-- TASK DATA follows --

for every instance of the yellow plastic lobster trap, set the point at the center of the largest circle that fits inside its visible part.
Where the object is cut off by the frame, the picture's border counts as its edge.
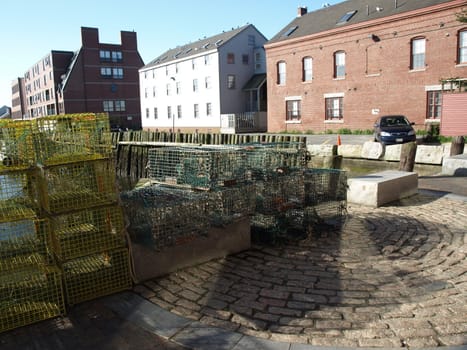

-- TASK DATA concluded --
-- TASK DATA follows --

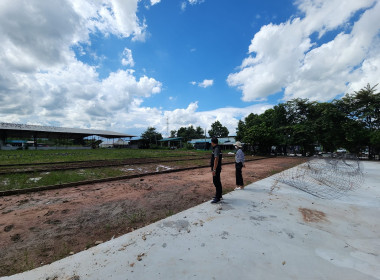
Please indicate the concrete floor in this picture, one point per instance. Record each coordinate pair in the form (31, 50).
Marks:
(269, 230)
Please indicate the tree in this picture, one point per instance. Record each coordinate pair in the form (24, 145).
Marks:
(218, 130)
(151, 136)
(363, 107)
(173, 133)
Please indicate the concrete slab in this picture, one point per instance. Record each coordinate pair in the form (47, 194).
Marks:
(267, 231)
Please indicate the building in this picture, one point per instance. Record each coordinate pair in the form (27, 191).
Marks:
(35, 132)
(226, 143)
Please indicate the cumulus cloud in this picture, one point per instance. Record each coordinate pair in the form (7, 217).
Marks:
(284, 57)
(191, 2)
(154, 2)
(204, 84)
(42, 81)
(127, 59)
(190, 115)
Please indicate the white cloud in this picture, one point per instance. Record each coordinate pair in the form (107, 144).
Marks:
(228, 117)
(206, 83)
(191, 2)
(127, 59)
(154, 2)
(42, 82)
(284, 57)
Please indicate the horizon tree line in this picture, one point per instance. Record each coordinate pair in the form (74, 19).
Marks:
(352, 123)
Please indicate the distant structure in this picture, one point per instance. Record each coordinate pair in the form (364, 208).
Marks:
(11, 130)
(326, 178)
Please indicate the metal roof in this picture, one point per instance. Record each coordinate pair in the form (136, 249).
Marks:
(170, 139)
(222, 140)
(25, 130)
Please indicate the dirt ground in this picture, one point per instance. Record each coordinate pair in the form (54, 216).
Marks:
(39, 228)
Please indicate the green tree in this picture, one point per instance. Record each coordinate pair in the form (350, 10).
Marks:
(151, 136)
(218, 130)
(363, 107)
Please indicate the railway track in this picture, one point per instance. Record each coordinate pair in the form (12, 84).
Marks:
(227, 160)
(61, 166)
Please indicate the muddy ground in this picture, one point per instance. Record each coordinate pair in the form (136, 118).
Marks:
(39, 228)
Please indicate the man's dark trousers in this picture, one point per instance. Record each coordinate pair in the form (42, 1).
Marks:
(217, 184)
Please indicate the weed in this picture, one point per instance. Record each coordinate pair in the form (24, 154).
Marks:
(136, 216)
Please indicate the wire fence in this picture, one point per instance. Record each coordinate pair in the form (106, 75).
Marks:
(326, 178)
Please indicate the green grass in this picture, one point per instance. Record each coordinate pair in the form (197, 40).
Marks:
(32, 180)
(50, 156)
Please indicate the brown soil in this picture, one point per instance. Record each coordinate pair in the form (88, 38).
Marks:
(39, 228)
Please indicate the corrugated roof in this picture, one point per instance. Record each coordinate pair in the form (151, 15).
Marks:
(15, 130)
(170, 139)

-- TASK DATA concluded --
-- TASK DATA follows --

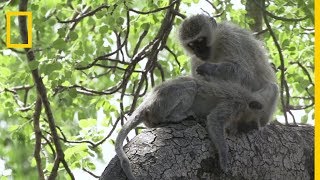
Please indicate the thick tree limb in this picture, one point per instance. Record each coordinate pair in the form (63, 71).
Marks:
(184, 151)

-- TASK DATA concluded --

* **YOUR OBJECTIVE**
Would you retype the lines above from the one with "for every instance" down to the one with "Where the object", word for word, both ends included and no other lines?

* **RESULT OF THE TASK**
for every instance of the yellow plastic lobster trap, set the point at the center of the largest circle that fits inside its visible part.
Where the object is cut off by the frame, the picture's border counts as its edge.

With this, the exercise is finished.